Would You Eat Lab-Grown Meat?

Scientists at the Medical University of South Carolina have been working towards meat that can be grown in the laboratory for the last decade. They have used a combination of bioengineering and tissue culture to create cultured meat and the project is funded in part by PETA (of course).

The FDA first approved the technique in 1995, so it is not exactly a 'new' concept.  However it is only recently, that research is bearing serious fruit. In 2001, scientists in Amsterdam and the US were filing patents on varying processes to produce in-vitro meat (IVM). In 2008, PETA offered a $1mil prize to the first company to bring lab-grown chicken meat to consumers by 2012. By 2009, Dutch researchers successfully cultured pork 'meat' - this project was funded by a national sausage maker and the Dutch government. It will still take a few years to perfect the technique and approve the product before it is marketed, but in the grand scheme of things; it won't be long.

According to the lead researcher, Dr. Vladimir Mironov who is a developmental biologist and tissue engineer, in the Carolina research, "If I got $10 million, the answer may be in five or 10 years." Researchers have taken myoblasts-embryonic cells that develop into muscle tissue-from turkey and bathed them in a nutrient bath of bovine serum on a scaffold made of chitosan (a common polymer found in nature) to grow animal skeletal muscle tissue. The scientists in Holland used extracted cells from the muscle of a live pig, and added them to a mixture of other animal products in the lab. The cells multiplied and created muscle tissue.

===============

* **Things to do**
1. Answer these questions from the lab-grown meat article:
(a) At which university are scientists working toward meat grown in the laboratory?
(b) In what year did PETA offer a $1 million prize for lab-grown chicken meat?
(c) What material was the scaffold made of in the Carolina research?
2. Resume the lab-grown meat article, picking up right after its final sentence.
The point localization lines are not needed for anything here.

* **Point localization data**

===============

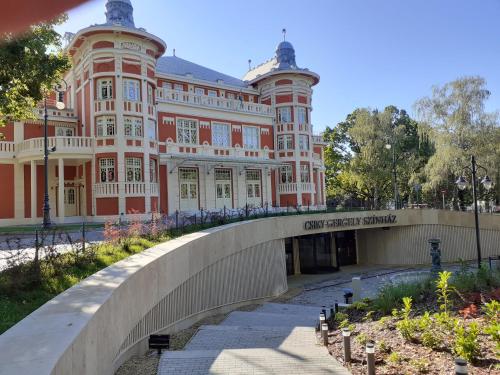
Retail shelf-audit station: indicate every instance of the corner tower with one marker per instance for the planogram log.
(288, 89)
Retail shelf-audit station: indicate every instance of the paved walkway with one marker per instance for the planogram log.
(274, 339)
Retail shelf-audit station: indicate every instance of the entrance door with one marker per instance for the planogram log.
(254, 188)
(346, 247)
(188, 189)
(70, 199)
(223, 189)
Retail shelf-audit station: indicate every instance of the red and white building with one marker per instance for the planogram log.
(146, 133)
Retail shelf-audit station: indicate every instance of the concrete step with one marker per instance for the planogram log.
(287, 308)
(257, 361)
(236, 337)
(245, 319)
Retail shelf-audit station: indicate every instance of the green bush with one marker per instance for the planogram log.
(466, 344)
(391, 295)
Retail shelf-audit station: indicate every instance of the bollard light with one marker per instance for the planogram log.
(370, 357)
(346, 334)
(460, 366)
(324, 333)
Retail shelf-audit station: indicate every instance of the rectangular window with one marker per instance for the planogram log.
(153, 176)
(150, 94)
(301, 114)
(133, 126)
(133, 169)
(250, 137)
(107, 170)
(105, 126)
(286, 174)
(303, 142)
(304, 173)
(131, 90)
(105, 89)
(285, 142)
(151, 129)
(220, 135)
(187, 131)
(284, 114)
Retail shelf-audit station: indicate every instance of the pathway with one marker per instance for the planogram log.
(274, 339)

===============

* **Results for each task**
1.
(a) The Medical University of South Carolina
(b) 2008
(c) Chitosan

2.
At that time, in an interview with The Sunday Times, Professor Mark Post who led the research in Holland, explained, “What we have at the moment is rather like wasted muscle tissue. We need to find ways of improving it by training it and stretching it, but we will get there." Mironov also seconds this opinion by saying that, "We design exactly what you want. We can design texture." He says that he envisions football field-sized buildings filled with large bioreactors, to manufacture what he calls 'charlem'-'Charleston engineered meat.'

There are obvious environmental and ethical benefits for engineered meat, however there is also a prominent 'ick' factor. The other factor is the obvious expenses of the experiment and execution. The third undeniable factor is the question of the future. It seems to me that instead of fixing the problem with our current food system and eating habits, instead of trying to reach towards a healthier ideal both environmentally and ethically, we are trying to by-pass the problem using grandiose research. Research that may or may not work and with consequences we still don't know of,  just like the negative effects of GM wasn't known until it was too late.

The $10 million dollars needed for this project could be put to better use by streamlining current farming techniques, doing away with CAFOs, promoting organic methods and improving education. FDA resources should be diverted by ceasing to approve pink slime and other atrocities of the food system.

So why is technology that is dubious being pushed? More, importantly, would you eat beaker bacon, petri pork or test tube tuna?